Short problem: Put everything from the line that contains "Could you provide the mask of every instance of the **person" down to the line that contains "76L36 73L34 73L34", both included, into a Markdown table with the columns Row and Line, giving each line a row number and skipping blank lines.
• • • • •
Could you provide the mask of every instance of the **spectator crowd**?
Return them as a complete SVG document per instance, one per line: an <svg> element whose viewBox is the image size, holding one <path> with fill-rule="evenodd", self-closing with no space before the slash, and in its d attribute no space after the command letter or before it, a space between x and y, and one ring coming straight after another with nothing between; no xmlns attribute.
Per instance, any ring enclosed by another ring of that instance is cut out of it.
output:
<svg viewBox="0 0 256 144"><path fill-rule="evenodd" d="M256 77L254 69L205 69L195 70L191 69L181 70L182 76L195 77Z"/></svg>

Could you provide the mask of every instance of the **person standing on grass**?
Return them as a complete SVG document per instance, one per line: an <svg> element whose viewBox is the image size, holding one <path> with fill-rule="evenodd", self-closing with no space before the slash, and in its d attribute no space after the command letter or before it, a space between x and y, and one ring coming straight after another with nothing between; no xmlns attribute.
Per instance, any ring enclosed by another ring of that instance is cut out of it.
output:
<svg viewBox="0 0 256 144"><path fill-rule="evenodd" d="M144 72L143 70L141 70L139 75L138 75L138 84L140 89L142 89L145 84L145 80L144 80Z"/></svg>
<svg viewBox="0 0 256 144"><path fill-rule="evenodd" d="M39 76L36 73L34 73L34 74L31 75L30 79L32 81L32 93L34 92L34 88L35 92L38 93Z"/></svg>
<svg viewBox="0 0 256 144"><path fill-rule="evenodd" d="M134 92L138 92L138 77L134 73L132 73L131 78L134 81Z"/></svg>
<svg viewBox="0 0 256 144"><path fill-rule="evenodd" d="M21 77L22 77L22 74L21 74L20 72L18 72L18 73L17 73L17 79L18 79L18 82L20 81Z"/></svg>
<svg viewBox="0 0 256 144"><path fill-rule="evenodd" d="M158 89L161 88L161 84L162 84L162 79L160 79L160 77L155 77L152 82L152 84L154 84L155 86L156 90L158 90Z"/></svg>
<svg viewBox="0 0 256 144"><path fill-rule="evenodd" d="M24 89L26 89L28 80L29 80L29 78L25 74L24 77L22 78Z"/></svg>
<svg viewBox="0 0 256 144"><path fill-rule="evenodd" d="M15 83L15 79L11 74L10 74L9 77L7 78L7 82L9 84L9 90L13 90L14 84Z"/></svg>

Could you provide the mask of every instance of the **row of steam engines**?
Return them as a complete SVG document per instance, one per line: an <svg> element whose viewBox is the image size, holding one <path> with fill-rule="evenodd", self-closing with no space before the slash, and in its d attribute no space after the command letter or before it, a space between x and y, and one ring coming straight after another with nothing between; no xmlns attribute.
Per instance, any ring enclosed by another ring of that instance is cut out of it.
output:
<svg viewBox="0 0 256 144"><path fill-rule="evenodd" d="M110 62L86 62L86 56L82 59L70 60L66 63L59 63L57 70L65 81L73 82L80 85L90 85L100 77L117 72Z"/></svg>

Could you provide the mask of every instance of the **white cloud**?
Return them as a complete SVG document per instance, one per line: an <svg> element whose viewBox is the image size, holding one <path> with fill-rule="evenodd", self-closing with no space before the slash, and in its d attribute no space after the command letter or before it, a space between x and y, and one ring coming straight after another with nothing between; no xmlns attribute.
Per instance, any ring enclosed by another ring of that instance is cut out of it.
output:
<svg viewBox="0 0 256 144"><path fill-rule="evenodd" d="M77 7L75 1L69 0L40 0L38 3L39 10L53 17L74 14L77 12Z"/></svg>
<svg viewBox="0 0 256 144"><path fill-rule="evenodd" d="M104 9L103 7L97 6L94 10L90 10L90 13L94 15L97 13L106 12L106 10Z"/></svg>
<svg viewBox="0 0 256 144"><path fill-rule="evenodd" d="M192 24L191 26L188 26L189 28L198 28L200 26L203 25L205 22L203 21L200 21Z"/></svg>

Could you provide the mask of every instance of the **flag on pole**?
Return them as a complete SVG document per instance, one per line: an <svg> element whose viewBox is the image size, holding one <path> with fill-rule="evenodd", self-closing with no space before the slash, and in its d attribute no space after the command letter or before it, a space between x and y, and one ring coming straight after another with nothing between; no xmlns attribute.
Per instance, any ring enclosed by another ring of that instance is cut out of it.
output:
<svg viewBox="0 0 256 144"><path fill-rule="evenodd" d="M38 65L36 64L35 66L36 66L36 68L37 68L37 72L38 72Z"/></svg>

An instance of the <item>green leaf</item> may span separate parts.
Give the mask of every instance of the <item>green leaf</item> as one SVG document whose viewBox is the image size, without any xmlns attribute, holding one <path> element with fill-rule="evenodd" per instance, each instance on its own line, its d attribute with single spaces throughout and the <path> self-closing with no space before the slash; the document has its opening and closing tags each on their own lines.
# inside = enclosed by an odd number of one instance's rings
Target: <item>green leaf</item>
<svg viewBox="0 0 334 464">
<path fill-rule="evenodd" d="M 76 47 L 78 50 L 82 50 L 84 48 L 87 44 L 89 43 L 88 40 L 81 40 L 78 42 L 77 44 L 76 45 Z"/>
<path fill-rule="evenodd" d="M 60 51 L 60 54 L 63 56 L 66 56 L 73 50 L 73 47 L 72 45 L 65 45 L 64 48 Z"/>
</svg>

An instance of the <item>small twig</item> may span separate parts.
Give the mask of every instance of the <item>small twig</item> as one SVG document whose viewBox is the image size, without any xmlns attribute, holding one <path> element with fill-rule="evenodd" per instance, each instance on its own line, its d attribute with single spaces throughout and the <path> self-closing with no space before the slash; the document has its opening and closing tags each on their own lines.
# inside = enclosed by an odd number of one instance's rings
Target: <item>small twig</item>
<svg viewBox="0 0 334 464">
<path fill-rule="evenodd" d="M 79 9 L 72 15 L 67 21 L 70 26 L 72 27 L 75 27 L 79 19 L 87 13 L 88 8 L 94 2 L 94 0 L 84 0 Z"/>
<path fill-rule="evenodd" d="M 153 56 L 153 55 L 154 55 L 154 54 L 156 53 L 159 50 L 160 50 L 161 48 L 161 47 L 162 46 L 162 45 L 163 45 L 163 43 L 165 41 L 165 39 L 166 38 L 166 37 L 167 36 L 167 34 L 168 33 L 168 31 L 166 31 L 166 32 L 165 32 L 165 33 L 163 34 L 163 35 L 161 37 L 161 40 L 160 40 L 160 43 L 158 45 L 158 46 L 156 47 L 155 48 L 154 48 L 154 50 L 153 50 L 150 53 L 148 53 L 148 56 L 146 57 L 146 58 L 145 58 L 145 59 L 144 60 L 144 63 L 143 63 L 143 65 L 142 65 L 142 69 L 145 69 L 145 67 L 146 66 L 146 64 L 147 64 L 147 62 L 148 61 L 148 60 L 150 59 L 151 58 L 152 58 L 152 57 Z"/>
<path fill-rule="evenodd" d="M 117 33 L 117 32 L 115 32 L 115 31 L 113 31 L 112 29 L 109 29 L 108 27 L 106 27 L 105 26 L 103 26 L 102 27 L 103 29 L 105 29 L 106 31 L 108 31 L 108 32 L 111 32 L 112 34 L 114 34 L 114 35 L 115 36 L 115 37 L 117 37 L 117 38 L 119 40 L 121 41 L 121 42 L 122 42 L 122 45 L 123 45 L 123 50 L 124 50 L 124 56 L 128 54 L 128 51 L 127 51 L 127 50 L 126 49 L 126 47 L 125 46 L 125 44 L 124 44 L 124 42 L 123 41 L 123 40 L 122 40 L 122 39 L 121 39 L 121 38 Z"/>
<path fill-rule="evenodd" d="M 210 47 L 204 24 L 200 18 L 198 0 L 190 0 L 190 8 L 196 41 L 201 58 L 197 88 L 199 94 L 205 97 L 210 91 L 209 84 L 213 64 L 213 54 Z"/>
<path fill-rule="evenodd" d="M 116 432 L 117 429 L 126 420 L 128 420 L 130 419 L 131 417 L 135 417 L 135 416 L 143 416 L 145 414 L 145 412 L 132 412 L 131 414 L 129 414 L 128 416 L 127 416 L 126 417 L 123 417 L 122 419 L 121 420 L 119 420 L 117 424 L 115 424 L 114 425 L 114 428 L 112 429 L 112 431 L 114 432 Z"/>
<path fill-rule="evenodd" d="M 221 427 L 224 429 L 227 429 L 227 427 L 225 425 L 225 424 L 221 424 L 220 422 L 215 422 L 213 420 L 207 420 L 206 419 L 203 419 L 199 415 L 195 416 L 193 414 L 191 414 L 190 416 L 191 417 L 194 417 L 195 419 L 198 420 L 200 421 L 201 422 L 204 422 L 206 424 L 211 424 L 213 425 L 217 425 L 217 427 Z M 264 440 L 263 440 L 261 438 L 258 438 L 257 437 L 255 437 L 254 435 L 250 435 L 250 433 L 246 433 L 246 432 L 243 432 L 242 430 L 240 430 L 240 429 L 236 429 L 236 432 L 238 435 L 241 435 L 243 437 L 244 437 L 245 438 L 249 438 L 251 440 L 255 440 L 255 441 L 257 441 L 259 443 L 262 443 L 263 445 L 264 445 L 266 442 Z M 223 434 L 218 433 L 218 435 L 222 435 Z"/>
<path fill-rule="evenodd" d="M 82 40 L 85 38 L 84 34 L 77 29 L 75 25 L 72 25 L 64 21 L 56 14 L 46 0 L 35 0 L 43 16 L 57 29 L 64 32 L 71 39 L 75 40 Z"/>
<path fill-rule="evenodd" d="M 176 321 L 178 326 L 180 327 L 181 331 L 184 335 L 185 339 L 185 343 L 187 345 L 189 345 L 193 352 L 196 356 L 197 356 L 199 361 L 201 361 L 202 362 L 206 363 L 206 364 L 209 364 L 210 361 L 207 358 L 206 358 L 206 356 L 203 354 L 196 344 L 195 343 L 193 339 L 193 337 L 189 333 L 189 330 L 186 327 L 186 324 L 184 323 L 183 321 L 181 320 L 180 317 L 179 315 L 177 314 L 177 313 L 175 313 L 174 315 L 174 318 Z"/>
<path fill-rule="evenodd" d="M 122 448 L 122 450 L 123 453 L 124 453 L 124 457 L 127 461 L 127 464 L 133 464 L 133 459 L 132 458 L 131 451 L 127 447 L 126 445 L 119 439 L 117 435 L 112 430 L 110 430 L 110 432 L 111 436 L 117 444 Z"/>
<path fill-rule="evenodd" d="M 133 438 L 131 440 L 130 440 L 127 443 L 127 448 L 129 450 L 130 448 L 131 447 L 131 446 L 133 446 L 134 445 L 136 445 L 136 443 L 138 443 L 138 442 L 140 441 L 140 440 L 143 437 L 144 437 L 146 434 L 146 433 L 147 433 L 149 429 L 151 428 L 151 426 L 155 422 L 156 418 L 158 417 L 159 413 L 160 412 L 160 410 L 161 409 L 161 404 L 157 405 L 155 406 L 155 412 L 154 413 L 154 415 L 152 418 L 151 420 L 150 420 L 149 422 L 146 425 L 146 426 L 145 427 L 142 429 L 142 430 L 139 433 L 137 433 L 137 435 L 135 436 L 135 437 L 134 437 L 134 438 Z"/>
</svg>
• • • • •
Worked answer:
| Row | Line |
|---|---|
| 1 | Could you provide the mask of every instance of the **person standing on grass**? |
| 2 | Return them as a complete SVG document per instance, one per line: an <svg> element whose viewBox is the image size, holding one <path> with fill-rule="evenodd", self-closing with no space before the slash, and in its d attribute no space after the command letter or before it, a space between x and y, and one ring coming straight after another with nothing between; no xmlns attribute. |
| 3 | Per instance, any ring enclosed by another ring of that instance is cut out of it. |
| 4 | output: |
| 5 | <svg viewBox="0 0 256 144"><path fill-rule="evenodd" d="M144 72L143 70L141 70L139 75L138 75L138 84L140 89L142 89L145 84L145 80L144 80Z"/></svg> |
| 6 | <svg viewBox="0 0 256 144"><path fill-rule="evenodd" d="M39 76L36 73L34 73L34 74L31 75L30 79L32 81L32 93L34 92L34 88L35 92L38 93Z"/></svg> |